→ **TEXT EXTRACT**
^^^^

LONDON/NEW DELHI, (Reuters) – Eight radio-collared African cheetahs step out on to the grassland of Kuno National Park in central India, their final destination after a 5,000-mile (8,000 km) journey from Namibia that has drawn criticism from some conservationists.
The arrival of the big cats – the fastest land animal on Earth – coincides with the 72nd birthday of Indian Prime Minister Narendra Modi, who released the first cat into the park yesterday. It is the culmination of a 13-year effort to restore a species which vanished from India some 70 years ago.
The high-profile project is the first time wild cheetahs have been moved across continents to be released. It has raised questions from scientists who say the government should do more to protect the country’s own struggling wildlife.
The cheetahs – five females and three males – arrived after a two-day airplane and helicopter journey from the African savannah, and are expected to spend two to three months in a 6-square-km (2-square-mile) enclosure inside the park in the central Indian state of Madhya Pradesh.
If all goes well with their acclimation to Kuno, the cats will be released to run through 5,000 square km (2,000 square miles) of forest and grassland, sharing the landscape with leopards, sloth bears and striped hyenas.

^^^^

→ **GIVEN MATERIAL**
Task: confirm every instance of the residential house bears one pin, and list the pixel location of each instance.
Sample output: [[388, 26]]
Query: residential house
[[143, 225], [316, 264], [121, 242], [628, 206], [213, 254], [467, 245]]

^^^^

→ **EXERCISE DETAILS**
Write the next part of the news report on the cheetahs moved from Namibia to Kuno National Park, picking up after its final paragraph.

→ **TASK RESULT**
Another 12 cheetahs are expected to join the fledgling Indian population next month from South Africa. And as India gathers more funding for the 910 million rupee ($11.4 million) project, largely financed by the state-owned Indian Oil, it hopes to eventually grow the population to around 40 cats.
SP Yadav of the National Tiger Conservation Authority said the extinction of the cheetah in India in 1952 was the only time the country had lost a large mammal species since independence.
“It is our moral and ethical responsibility to bring it back.”
But some Indian conservation experts called the effort a “vanity project” that ignores the fact that the African cheetah — a subspecies similar but separate from the critically endangered Asiatic cheetah now only found in Iran — is not native to the Indian subcontinent.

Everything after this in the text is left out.